Document excerpt:
Medical Personnel Conflicted about Mobile Health Apps and Services

A recent consumer survey conducted by the Economist Intelligence Unit found consumers more convinced of the value of mobile health technologies than health providers.

Roughly half of consumers predict that within the next three years, mobile health will improve the convenience (46 percent), cost (52 percent) and quality (48 percent) of their healthcare.

But 60 percent of consumers said they believe doctors are not as interested in mobile health as patients and technology companies are, PwC reports.

About 64 percent of doctors and payers said that mobile health business models are unproven. And some would say that apparent consumer interest does not translate well into actual sustained usage. The study found that more than 66 percent of consumer respondents who have used mobile wellness or fitness applications with manual data entry discontinued it after the first six months.

Some 13 percent of physicians actually discourage use of mobile health apps. Also, some 42 percent of doctors worry that mobile health options will make patients “too independent.”

Also, it appears that mobile heatth might actually reduce patient visits, which has negative revenue implications for health professionals.

Among consumers who already are using mHealth services, 59 percent said they have replaced some visits to doctors or nurses. Also, although more convenient access to their doctor or healthcare provider is seen as a mobile health advantage by 46 percent of respondents, some 43 percent believe it w2ill reduce out-of-pocket healthcare costs. That means less revenue for health professionals.

Work order: Please reproduce the stretch of the mobile health article from "Roughly half of" through "of their healthcare." word for word.

Extracted records:

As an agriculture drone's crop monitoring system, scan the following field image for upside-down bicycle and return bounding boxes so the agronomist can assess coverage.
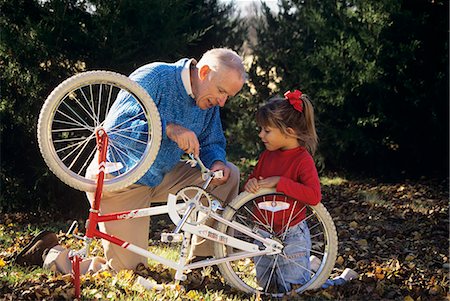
[38,71,337,297]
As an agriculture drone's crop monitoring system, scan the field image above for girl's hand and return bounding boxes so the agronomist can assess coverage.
[244,178,259,193]
[258,176,280,188]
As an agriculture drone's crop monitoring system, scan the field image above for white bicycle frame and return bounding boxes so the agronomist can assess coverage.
[68,150,283,281]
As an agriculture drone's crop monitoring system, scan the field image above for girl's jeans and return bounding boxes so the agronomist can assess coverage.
[254,221,311,292]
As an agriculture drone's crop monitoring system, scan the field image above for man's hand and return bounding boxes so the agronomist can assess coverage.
[244,176,280,193]
[210,161,231,186]
[166,123,200,157]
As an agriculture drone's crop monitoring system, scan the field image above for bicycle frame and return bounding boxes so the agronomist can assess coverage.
[76,128,282,281]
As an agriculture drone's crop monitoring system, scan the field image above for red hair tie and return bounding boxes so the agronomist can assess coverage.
[284,90,303,112]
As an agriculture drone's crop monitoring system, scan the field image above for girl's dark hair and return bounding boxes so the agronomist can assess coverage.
[256,94,319,154]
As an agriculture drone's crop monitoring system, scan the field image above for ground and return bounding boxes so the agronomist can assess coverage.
[0,177,450,301]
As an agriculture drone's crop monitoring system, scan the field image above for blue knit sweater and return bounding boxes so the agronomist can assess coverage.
[105,59,226,187]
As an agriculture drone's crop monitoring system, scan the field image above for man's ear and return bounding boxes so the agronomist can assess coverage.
[198,65,211,80]
[286,128,297,137]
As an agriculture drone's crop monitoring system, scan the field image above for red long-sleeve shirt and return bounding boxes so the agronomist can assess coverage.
[247,147,322,232]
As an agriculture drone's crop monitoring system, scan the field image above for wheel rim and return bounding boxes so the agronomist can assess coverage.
[216,193,334,297]
[47,80,153,187]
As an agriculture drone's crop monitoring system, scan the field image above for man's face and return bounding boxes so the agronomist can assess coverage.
[195,66,244,110]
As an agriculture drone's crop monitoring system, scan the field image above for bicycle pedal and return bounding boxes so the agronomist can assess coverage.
[161,233,183,242]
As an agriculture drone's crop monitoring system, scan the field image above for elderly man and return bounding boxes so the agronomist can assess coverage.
[16,48,246,273]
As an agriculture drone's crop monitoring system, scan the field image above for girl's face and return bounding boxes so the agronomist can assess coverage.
[258,126,299,151]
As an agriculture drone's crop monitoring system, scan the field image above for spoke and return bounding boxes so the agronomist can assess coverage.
[89,84,100,126]
[110,132,147,145]
[58,98,94,126]
[64,88,95,125]
[55,137,91,153]
[53,119,95,132]
[105,85,113,119]
[69,134,96,169]
[111,124,148,135]
[250,198,273,233]
[61,133,94,169]
[53,137,91,143]
[97,84,102,126]
[280,248,312,274]
[78,142,97,174]
[55,109,91,129]
[310,248,325,257]
[265,256,278,293]
[270,195,276,232]
[282,201,297,241]
[109,112,144,132]
[110,140,144,157]
[244,201,272,233]
[52,127,91,133]
[277,258,289,292]
[79,87,97,123]
[280,206,308,232]
[311,231,325,238]
[110,141,123,175]
[110,142,138,168]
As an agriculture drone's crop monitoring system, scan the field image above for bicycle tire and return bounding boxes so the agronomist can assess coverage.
[37,71,162,192]
[214,189,338,297]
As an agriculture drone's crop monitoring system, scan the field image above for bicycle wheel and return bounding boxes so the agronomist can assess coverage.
[214,189,338,297]
[37,71,161,192]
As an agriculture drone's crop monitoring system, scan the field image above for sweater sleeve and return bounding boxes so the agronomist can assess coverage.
[198,108,227,167]
[276,156,322,206]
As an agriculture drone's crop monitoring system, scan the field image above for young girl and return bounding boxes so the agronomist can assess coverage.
[244,90,321,291]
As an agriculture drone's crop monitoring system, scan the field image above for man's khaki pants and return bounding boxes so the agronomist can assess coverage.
[44,162,239,274]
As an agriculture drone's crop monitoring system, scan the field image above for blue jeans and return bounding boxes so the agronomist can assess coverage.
[253,221,311,292]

Answer for the task:
Roughly half of consumers predict that within the next three years, mobile health will improve the convenience (46 percent), cost (52 percent) and quality (48 percent) of their healthcare.